#### Instructions for the task
Extract each line of the records below that contains the string "head". Treat uppercase and lowercase letters as different.

## begin Working data

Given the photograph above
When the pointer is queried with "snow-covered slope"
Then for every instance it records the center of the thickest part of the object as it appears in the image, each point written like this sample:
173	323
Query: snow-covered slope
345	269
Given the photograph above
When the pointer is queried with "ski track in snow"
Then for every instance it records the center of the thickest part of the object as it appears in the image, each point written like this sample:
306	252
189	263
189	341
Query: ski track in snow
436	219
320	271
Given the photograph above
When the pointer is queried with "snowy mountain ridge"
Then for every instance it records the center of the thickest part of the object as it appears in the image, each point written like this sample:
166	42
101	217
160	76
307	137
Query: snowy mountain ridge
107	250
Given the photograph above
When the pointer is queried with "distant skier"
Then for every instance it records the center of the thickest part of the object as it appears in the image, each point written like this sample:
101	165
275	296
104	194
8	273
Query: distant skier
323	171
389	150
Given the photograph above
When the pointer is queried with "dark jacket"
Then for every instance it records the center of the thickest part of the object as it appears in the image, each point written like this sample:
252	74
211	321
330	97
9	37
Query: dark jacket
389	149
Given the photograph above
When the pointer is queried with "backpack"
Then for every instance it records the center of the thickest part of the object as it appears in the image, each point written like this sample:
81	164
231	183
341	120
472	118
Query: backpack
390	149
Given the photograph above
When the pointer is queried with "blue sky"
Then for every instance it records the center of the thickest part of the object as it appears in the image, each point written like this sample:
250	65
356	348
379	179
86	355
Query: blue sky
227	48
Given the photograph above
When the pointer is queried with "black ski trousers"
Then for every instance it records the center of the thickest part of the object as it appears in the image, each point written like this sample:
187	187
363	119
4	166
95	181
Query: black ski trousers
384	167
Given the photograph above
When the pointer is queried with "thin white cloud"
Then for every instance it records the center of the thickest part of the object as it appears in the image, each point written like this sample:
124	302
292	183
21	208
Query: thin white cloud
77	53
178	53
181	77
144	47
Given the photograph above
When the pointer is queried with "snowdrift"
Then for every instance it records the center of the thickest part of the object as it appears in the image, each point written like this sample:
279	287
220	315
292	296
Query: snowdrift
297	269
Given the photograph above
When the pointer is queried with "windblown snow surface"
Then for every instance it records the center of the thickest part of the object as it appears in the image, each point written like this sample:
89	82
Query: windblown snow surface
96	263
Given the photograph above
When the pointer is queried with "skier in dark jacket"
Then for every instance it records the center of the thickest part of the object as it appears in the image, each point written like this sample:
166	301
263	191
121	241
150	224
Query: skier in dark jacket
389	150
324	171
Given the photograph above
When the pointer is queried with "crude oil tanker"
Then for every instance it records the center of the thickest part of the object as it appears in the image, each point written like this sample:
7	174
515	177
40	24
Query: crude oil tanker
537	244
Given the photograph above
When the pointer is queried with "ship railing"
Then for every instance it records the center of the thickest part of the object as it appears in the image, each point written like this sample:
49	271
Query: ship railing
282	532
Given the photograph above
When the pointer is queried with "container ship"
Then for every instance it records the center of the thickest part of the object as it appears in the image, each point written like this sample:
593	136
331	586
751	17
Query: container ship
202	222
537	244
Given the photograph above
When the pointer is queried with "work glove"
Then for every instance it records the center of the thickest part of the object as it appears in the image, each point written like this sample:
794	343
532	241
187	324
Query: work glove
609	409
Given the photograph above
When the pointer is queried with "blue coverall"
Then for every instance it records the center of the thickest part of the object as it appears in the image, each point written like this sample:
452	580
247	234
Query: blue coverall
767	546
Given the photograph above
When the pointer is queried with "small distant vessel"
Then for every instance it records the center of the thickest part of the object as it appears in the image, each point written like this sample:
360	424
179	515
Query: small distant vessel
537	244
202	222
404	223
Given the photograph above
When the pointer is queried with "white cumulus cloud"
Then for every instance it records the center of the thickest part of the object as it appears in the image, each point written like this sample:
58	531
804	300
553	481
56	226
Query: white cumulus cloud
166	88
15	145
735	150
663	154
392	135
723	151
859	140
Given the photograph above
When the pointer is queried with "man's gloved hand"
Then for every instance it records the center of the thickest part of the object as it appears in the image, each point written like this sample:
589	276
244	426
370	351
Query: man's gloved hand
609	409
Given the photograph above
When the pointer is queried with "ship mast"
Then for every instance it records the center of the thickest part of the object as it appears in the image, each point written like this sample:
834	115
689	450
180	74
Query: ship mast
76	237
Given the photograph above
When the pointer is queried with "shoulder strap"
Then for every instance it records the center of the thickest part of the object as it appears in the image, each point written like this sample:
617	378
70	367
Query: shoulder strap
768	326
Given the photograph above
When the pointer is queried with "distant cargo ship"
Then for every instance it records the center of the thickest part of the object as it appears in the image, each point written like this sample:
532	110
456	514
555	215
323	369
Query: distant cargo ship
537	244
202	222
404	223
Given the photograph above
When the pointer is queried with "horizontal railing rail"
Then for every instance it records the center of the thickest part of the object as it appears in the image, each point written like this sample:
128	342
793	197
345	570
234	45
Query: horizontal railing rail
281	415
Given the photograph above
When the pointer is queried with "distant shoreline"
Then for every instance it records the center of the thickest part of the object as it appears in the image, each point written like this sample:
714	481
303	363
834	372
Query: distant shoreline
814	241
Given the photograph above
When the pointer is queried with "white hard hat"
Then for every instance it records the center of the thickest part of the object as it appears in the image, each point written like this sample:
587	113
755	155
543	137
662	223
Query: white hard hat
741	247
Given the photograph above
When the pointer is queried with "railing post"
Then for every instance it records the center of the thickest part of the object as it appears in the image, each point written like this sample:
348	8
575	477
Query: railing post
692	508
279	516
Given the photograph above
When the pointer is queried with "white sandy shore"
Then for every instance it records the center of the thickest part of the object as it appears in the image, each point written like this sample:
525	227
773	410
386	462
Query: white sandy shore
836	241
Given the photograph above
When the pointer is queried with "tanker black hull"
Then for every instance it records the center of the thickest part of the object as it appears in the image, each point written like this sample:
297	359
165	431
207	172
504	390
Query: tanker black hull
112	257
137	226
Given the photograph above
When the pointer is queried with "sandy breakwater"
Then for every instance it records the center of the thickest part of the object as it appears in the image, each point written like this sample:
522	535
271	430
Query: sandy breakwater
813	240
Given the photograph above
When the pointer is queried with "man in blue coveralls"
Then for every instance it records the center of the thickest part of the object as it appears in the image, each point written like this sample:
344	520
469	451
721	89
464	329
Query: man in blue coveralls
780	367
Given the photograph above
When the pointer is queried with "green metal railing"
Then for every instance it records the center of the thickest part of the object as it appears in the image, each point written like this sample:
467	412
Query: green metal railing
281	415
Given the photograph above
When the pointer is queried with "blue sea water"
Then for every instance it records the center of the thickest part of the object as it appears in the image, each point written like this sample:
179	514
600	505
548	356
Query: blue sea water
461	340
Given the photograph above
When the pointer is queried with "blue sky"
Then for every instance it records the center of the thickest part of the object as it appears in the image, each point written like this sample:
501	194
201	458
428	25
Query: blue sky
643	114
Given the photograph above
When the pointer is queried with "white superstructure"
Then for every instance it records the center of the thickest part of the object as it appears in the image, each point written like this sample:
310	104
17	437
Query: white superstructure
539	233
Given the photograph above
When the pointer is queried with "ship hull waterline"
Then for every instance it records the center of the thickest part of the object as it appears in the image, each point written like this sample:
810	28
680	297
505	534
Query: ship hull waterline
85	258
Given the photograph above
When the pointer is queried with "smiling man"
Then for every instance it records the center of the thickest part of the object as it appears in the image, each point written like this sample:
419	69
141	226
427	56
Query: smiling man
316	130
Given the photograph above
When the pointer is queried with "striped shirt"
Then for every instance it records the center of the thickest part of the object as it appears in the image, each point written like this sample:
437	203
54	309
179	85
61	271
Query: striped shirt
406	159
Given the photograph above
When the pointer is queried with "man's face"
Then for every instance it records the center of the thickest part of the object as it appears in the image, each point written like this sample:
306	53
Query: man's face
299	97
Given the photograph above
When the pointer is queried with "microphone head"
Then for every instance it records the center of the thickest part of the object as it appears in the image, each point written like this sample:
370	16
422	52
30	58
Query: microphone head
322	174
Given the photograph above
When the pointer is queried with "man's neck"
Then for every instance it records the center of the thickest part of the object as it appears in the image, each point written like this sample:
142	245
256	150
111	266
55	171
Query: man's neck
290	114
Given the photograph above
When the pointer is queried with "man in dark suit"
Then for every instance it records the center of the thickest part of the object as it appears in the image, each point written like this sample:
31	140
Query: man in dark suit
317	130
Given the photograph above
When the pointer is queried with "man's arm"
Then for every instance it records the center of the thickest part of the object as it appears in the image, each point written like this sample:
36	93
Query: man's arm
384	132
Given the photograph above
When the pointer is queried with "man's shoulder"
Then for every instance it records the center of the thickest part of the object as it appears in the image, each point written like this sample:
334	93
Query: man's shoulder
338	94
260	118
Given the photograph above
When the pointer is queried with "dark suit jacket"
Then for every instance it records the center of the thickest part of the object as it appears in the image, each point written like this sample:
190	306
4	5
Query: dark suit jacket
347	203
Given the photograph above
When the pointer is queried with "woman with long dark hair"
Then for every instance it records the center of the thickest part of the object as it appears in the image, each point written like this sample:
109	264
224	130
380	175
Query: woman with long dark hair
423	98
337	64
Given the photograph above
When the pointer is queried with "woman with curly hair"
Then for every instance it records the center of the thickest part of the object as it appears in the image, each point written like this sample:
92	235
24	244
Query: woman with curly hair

## end Working data

#### Expected output
When the pointer is queried with "microphone head"
Query: microphone head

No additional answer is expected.